— Begin —
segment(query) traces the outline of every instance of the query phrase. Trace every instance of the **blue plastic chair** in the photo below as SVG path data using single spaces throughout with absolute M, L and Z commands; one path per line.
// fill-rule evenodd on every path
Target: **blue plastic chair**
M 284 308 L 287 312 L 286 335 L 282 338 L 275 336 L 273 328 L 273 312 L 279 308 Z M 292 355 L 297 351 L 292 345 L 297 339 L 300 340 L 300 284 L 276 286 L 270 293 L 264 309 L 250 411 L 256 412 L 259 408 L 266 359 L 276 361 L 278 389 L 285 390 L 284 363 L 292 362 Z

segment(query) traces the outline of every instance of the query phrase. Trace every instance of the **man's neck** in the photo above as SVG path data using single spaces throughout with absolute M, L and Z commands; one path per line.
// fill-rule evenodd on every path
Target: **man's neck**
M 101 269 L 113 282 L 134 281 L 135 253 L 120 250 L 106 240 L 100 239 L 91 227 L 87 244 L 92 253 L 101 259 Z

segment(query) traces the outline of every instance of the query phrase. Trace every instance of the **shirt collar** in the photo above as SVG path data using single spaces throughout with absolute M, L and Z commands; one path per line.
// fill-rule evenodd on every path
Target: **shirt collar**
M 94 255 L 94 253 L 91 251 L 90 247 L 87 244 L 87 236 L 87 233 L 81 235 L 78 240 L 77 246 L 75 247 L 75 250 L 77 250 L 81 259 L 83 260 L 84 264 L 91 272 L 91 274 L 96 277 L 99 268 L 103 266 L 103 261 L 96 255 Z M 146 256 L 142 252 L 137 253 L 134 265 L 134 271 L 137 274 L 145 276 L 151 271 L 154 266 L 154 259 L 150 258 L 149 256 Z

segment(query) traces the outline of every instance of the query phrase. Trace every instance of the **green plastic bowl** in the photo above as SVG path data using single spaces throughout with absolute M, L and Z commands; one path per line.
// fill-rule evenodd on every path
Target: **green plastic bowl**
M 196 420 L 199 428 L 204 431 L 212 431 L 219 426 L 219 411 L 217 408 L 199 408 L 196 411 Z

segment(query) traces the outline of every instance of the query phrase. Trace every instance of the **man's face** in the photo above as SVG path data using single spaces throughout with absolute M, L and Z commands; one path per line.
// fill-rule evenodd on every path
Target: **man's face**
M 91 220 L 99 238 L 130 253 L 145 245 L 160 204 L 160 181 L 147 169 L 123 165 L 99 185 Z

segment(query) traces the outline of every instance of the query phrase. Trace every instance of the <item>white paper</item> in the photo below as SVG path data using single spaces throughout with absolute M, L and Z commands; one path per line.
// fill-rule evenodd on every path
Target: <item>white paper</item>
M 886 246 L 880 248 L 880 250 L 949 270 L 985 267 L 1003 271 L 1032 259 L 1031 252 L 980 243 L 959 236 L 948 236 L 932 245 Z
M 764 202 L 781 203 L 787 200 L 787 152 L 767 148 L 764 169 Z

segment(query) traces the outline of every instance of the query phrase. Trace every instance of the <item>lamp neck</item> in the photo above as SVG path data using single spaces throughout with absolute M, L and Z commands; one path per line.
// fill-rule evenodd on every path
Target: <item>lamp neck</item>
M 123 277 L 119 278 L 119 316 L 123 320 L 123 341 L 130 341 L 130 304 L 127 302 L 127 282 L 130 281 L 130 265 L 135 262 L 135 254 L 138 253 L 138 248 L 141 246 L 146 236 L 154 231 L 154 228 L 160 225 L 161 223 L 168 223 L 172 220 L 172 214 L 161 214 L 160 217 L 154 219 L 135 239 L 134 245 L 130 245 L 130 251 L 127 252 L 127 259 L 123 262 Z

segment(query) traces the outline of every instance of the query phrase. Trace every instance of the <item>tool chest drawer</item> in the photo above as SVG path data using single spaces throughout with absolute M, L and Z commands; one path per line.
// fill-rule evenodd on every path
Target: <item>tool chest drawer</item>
— End —
◆ **Aim**: Give all the rows above again, renaming "SVG path data" to "SVG path strings" wherever it occurs and leaving everything else unchanged.

◆ **Solution to this task**:
segment(query) traces the outline of every instance of the query phrase. Trace every instance of the **blue plastic chair** in the photo below as SVG path strings using single spaces throughout with absolute M, L and Z commands; one path per line.
// fill-rule evenodd on every path
Target: **blue plastic chair**
M 284 308 L 287 312 L 286 335 L 282 338 L 275 336 L 273 328 L 273 312 L 279 308 Z M 292 355 L 297 351 L 292 345 L 297 339 L 300 340 L 300 284 L 276 286 L 270 293 L 264 309 L 250 411 L 256 412 L 259 408 L 266 359 L 276 361 L 278 389 L 285 390 L 284 363 L 292 362 Z

segment(query) traces the outline of every instance of the query phrase. Trace every instance of the **man's neck** in the photo above as SVG path strings using single spaces throughout with absolute M, L and Z commands; one path per line.
// fill-rule evenodd on every path
Target: **man's neck**
M 101 269 L 113 282 L 134 281 L 135 253 L 120 250 L 106 240 L 100 239 L 91 227 L 87 244 L 92 253 L 101 259 Z

segment(query) traces the outline of every instance of the query phrase. Trace every instance of the **shirt collar** in the photo above as SVG path strings using single spaces throughout with absolute M, L and Z commands; one path per line.
// fill-rule evenodd on every path
Target: **shirt collar**
M 94 255 L 94 253 L 91 251 L 90 247 L 87 244 L 87 236 L 87 233 L 81 235 L 78 240 L 77 246 L 75 247 L 75 250 L 77 250 L 81 259 L 83 260 L 84 264 L 91 272 L 91 274 L 96 277 L 99 268 L 103 266 L 103 261 L 96 255 Z M 146 256 L 142 252 L 137 253 L 134 265 L 134 271 L 137 274 L 145 276 L 151 271 L 154 266 L 154 259 L 150 258 L 149 256 Z

segment(query) traces the outline of every instance of the query phrase. Trace every instance of the **green plastic bowl** in the photo above as SVG path strings using single spaces throughout with absolute M, L and Z commands; one path per line.
// fill-rule evenodd on every path
Target: **green plastic bowl**
M 196 420 L 199 428 L 204 431 L 212 431 L 219 426 L 219 411 L 217 408 L 199 408 L 196 411 Z

segment(query) traces the outline of every instance of the query phrase. Trace every instance of the **man's face** in the photo above as SVG path strings using single spaces throughout with absolute M, L and Z commands; one path per line.
// fill-rule evenodd on every path
Target: **man's face**
M 91 220 L 99 238 L 130 253 L 145 245 L 160 204 L 160 181 L 147 169 L 123 165 L 99 185 Z

segment(query) traces the outline of every instance of the query phrase. Trace every instance of the <item>white paper</item> in the photo below as SVG path strings using single spaces throughout with absolute M, L and Z commands; one path per line.
// fill-rule evenodd on every path
Target: <item>white paper</item>
M 886 246 L 880 248 L 880 250 L 949 270 L 985 267 L 1003 271 L 1032 259 L 1031 252 L 980 243 L 959 236 L 948 236 L 932 245 Z
M 764 202 L 781 203 L 787 200 L 787 152 L 767 148 L 764 169 Z

segment(query) traces the outline of every instance of the query phrase. Trace every instance of the <item>lamp neck</item> in the photo above as SVG path strings using single spaces throughout with absolute M, L and Z commands; one path per line.
// fill-rule evenodd on every path
Target: <item>lamp neck</item>
M 123 277 L 119 278 L 119 316 L 123 320 L 123 341 L 130 341 L 130 304 L 127 302 L 127 282 L 130 281 L 130 265 L 135 262 L 135 254 L 138 253 L 138 248 L 141 246 L 146 236 L 154 231 L 154 228 L 160 225 L 161 223 L 168 223 L 172 220 L 172 214 L 161 214 L 160 217 L 154 219 L 135 239 L 134 245 L 130 245 L 130 251 L 127 252 L 127 259 L 123 262 Z

segment(query) traces the outline of every instance of the query phrase. Trace every instance of the <item>tool chest drawer</item> in the photo above as SVG path strings using single spaces throughout with absolute M, L and Z commands; one path per line.
// fill-rule evenodd on every path
Target: <item>tool chest drawer</item>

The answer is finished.